**Document extract**:
%%

Short story anthologies can be a good way to find authors that you like... without paying for (and wasting your time on) a full-length book that you aren't enjoying.


----------



## Devor (Sep 1, 2012)

Go to any bookstore, any shelf, any genre.  It's all dribble, I find, except for the book I like.  I think it's that way for everyone but with different books.


----------



## Steerpike (Sep 1, 2012)

I may be the odd one out, to some degree. I buy random books by people I have never heard of all the time, across various genres. I love doing that with books and with music, and it often leads to some great finds. Also, any of us starting out as writers, and particularly as self-published writers but also as traditionally-published ones, are asking potential readers to take a chance by even giving our work a second look. If we can't even do that for other authors, then we have no right to expect readers to do it for us.


----------



## Philip Overby (Sep 1, 2012)

%%

**Aim**:
Continue the forum thread about discovering new authors to read, picking up right after its last line. The lines of data have no connection to the forum thread.

Lines of data:
%%

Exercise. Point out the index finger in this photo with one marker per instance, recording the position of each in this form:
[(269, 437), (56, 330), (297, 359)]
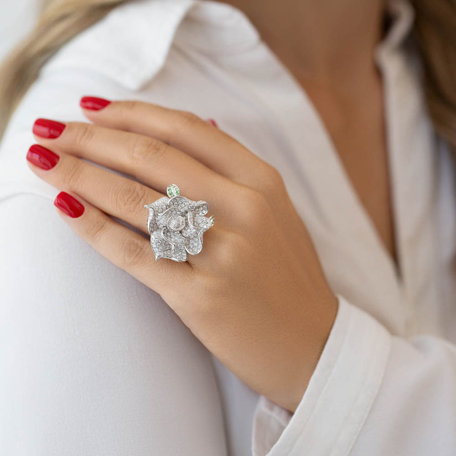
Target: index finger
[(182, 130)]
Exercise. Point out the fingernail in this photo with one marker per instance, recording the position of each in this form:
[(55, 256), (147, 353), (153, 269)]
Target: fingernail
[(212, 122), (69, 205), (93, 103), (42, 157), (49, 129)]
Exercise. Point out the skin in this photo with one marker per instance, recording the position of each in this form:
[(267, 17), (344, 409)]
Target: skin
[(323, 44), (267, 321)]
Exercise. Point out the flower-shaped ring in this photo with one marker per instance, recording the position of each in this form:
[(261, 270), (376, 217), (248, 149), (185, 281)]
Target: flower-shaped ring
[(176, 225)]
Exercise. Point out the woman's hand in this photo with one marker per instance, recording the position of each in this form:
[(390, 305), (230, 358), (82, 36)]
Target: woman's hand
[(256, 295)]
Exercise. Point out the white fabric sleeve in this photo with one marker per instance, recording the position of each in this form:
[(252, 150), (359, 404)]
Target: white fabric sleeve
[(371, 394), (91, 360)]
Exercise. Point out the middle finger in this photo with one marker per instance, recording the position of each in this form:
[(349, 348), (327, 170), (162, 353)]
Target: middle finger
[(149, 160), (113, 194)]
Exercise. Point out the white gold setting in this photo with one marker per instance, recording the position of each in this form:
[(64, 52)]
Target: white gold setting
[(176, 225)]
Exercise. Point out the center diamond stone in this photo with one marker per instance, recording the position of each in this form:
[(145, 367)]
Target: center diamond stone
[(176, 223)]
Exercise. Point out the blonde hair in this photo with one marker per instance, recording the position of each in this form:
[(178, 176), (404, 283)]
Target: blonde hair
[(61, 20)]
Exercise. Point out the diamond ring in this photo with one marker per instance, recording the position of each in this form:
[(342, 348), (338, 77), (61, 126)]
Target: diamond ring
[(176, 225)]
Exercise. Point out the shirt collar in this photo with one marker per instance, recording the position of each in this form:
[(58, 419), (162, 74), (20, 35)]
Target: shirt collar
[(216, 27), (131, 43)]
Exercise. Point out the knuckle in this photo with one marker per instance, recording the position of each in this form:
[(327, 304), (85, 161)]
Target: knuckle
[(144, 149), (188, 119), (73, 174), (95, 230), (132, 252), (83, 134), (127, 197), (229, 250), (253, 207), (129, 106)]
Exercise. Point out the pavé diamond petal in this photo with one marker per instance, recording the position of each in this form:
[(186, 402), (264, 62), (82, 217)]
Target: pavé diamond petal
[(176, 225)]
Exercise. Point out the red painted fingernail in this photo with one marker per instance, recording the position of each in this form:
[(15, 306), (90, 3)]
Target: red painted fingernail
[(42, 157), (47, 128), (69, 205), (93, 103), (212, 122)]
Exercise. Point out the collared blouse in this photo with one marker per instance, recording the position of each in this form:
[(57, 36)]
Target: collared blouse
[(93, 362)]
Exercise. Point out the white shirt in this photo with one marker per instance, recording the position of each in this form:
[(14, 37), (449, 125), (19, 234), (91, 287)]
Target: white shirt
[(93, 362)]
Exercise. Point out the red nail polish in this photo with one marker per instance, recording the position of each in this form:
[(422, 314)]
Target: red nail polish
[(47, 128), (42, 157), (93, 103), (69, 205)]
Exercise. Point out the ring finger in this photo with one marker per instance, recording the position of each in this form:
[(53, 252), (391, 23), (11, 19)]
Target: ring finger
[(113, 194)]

%%
%%

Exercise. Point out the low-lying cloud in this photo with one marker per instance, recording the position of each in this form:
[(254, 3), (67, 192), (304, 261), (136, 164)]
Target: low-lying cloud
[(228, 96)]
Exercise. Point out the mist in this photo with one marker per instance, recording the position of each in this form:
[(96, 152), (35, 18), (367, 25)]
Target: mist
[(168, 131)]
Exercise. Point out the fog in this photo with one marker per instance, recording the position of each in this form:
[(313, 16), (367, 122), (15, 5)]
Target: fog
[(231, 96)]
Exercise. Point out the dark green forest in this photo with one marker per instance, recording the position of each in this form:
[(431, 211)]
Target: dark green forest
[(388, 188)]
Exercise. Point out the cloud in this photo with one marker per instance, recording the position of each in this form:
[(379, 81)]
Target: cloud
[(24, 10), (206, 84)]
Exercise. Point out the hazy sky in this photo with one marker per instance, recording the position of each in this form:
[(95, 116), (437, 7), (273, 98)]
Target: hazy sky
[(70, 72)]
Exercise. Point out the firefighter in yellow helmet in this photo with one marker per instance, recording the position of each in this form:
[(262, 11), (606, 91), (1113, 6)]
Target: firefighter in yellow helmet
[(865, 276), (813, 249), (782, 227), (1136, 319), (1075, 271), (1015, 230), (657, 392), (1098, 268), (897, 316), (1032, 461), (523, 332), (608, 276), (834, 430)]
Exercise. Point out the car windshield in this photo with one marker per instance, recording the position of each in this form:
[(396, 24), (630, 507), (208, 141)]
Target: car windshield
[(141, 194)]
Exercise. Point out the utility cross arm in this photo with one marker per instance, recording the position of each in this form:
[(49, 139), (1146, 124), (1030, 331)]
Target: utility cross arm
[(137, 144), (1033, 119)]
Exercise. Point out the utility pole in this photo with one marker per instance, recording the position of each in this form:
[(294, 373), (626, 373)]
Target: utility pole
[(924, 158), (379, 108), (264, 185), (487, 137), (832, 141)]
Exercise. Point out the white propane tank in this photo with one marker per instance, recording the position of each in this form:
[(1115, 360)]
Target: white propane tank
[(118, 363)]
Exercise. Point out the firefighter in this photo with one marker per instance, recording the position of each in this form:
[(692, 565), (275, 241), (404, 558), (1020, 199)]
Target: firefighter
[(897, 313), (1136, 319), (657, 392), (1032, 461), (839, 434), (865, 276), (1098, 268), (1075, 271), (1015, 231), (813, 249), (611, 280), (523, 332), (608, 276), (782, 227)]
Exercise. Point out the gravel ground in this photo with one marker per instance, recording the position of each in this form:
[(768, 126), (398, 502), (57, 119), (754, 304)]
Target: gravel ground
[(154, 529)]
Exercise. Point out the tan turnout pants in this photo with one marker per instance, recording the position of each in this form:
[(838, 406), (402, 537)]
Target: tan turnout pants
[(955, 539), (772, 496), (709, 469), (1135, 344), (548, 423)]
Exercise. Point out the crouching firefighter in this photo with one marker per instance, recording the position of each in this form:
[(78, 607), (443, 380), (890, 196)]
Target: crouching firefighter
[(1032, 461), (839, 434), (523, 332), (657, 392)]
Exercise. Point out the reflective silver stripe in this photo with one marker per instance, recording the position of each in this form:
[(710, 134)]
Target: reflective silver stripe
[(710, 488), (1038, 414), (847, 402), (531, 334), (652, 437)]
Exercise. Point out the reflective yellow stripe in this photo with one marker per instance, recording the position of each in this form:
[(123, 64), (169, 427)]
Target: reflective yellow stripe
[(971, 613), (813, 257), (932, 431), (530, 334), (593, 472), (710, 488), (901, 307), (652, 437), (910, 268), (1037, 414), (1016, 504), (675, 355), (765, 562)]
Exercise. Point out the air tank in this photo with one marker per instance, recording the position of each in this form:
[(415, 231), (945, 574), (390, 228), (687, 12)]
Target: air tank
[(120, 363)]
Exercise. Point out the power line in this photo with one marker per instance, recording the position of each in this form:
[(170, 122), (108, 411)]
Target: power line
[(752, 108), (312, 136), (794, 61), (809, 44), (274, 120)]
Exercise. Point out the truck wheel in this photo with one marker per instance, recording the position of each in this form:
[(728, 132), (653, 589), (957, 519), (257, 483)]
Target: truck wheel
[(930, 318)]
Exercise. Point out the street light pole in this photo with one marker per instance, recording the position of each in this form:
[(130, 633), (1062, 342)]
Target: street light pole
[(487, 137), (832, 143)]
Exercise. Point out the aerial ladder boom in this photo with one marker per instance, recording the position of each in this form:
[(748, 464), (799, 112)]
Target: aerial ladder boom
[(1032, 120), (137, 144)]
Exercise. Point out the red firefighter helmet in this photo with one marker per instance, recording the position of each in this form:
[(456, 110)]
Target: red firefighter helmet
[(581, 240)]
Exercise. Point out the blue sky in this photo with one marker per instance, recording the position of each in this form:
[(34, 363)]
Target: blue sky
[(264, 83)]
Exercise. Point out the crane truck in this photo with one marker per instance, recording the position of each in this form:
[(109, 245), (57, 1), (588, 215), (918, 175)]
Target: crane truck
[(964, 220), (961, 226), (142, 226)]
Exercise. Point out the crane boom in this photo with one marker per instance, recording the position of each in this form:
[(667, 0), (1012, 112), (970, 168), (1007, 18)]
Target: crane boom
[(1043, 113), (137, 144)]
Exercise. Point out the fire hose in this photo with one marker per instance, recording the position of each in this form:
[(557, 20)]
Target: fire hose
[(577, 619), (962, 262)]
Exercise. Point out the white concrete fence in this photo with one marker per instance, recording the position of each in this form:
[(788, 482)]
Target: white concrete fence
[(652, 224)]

%%
%%

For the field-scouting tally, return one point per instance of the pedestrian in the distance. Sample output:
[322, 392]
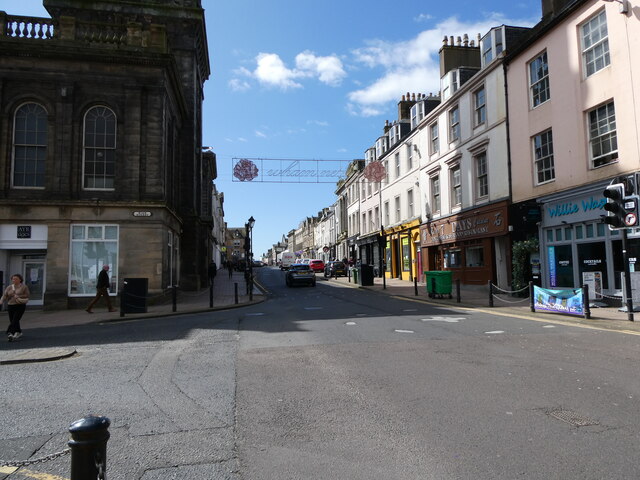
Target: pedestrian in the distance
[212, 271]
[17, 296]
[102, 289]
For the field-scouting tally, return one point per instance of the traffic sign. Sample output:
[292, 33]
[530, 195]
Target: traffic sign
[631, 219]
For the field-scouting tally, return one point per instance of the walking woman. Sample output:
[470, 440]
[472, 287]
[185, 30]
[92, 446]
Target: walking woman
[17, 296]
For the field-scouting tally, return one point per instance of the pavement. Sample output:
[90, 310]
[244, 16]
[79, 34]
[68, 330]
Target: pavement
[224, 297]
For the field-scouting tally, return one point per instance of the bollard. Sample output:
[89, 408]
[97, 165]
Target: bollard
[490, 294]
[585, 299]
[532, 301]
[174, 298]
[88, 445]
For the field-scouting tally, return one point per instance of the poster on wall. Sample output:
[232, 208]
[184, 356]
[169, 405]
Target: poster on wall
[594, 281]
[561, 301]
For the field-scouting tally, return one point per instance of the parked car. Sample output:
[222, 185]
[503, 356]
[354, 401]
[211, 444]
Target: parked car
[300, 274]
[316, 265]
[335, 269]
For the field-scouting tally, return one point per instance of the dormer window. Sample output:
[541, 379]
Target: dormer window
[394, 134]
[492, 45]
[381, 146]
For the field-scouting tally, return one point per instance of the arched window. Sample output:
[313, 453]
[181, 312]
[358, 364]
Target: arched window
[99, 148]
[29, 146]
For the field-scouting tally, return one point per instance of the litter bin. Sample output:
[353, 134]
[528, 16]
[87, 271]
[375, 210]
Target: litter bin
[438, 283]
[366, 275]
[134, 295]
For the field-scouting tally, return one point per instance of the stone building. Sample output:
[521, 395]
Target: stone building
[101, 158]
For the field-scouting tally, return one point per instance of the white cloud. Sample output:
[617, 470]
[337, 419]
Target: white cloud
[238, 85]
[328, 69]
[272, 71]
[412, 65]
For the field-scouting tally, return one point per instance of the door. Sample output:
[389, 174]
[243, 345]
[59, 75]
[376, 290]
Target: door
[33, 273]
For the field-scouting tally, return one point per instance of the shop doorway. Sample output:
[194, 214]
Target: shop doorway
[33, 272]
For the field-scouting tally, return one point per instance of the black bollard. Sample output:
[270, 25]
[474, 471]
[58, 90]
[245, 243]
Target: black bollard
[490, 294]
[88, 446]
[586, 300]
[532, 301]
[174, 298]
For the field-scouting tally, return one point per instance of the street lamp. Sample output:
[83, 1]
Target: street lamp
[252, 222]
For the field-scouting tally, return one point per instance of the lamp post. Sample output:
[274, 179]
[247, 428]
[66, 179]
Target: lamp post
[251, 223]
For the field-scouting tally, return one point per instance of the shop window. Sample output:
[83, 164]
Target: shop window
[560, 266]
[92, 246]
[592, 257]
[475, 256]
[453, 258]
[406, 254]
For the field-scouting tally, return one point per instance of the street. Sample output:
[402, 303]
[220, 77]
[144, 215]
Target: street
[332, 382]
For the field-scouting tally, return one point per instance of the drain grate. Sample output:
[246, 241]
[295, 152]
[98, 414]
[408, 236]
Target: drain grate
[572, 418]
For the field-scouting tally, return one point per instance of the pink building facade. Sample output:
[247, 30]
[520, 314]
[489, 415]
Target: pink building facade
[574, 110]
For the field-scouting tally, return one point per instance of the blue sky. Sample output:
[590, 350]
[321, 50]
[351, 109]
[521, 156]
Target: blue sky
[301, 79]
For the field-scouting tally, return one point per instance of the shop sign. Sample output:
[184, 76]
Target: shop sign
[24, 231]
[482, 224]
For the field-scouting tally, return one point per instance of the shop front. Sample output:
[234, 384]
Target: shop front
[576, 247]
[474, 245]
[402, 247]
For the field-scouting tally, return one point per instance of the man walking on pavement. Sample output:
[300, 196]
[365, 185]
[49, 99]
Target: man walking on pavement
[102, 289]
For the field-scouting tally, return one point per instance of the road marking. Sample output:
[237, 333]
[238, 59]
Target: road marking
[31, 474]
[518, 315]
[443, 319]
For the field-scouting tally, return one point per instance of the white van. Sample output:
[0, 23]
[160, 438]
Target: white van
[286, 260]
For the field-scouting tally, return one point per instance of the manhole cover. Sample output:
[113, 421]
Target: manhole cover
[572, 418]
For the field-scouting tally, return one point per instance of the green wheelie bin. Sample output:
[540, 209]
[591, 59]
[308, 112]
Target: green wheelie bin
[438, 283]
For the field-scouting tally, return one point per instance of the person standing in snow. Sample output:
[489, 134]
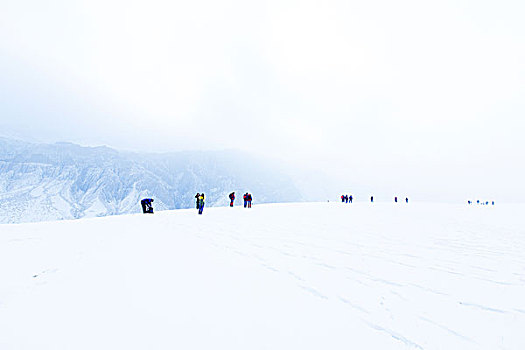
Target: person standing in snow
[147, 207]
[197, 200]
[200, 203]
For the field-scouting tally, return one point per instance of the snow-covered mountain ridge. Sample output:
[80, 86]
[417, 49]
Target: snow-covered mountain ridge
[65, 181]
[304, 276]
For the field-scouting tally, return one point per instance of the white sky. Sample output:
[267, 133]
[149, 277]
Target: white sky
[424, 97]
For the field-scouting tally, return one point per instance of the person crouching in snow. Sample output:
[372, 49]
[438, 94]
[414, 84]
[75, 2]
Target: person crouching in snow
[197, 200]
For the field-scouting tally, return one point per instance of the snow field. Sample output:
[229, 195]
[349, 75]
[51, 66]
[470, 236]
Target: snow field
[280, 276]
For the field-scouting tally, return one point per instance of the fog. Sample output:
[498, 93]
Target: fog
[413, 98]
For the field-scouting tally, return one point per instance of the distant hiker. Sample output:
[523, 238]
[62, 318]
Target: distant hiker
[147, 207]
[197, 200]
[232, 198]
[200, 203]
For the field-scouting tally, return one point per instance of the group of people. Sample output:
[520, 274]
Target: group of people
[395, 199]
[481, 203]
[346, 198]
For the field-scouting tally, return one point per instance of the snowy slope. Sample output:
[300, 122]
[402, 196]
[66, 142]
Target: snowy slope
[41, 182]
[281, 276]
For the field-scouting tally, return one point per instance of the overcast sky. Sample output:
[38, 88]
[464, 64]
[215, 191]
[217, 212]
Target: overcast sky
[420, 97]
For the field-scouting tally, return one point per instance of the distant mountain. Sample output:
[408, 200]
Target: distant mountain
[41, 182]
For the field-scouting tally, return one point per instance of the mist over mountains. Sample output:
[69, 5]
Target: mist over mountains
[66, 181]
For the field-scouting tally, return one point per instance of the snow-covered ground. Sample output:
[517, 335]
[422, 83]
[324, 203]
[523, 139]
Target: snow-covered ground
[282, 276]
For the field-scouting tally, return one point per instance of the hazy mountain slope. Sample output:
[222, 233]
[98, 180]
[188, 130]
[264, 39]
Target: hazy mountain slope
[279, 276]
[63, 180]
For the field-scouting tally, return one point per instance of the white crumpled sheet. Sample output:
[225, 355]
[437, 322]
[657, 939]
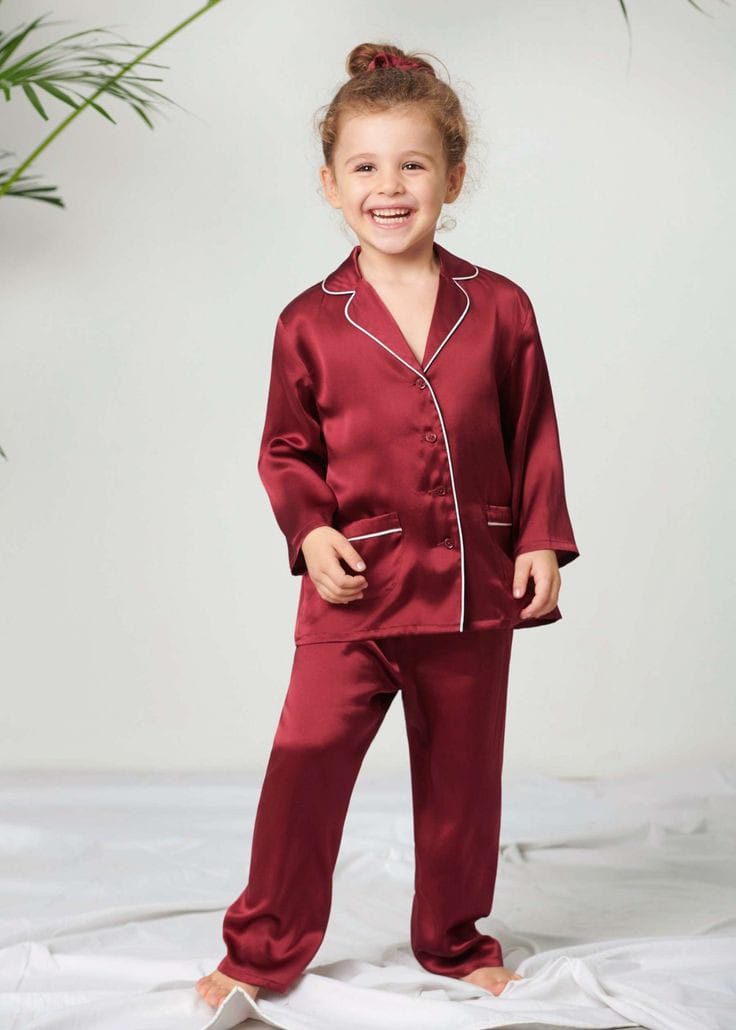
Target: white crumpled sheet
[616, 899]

%%

**Exercise output**:
That's one of the reasons I've changed my view on this.  I'm much more likely to take a chance on a new author than I was even a year ago.  I've learned a lot about writing and publishing in the past year (even though I haven't published anything) and have learned that sometimes making a random choice pays off.  I picked up The Last Wish on a whim and now Sapkowski is one of my favorite writers.  So,  yeah, I pick up random books now more than I would have a year ago.


----------



## TWErvin2 (Sep 1, 2012)

I still like going into bookstores and seeing what's on the shelf. It's a different experience than looking online. Also, used bookstores are an unusual treat. There, you never know what you might stumble across.

As far as vampire novels, Barbara Hambly's *Those Who Hunt the Night *is a pretty good read. Set in the early 1900s, with a detectivey/Sherlock Holmes' feel. And the vampires do not mix well with sunlight.  The sequel, I think it was called Travelling with the Dead, wasn't so good.

For an offbeat vampireish novel, I enjoyed *Knight of Black Rose* by James Lowder, which is a Ravenloft novel, but kind of blends in Lord Soth, which I think was from some other similar series. Again, the sequel Spectre of the Black Rose wasn't nearly as good of a read.


----------



## Ankari (Sep 1, 2012)

I'll try new authors, but I use the "Judge a Book By Its Cover" method.  If a nee author didn't gain the trust if his publishing company to earn a decent cover, then I won't invest in the book.  That's one of the reasons why I don't buy self-published books.


----------



## Steerpike (Sep 1, 2012)

I picked up Abercrombie's "Best Served Cold," never having heard of the guy. I'm glad I did. And since I don't read the back of books and the cover didn't have much on it, it was a leap of faith


----------



## Anders Ã„mting (Sep 1, 2012)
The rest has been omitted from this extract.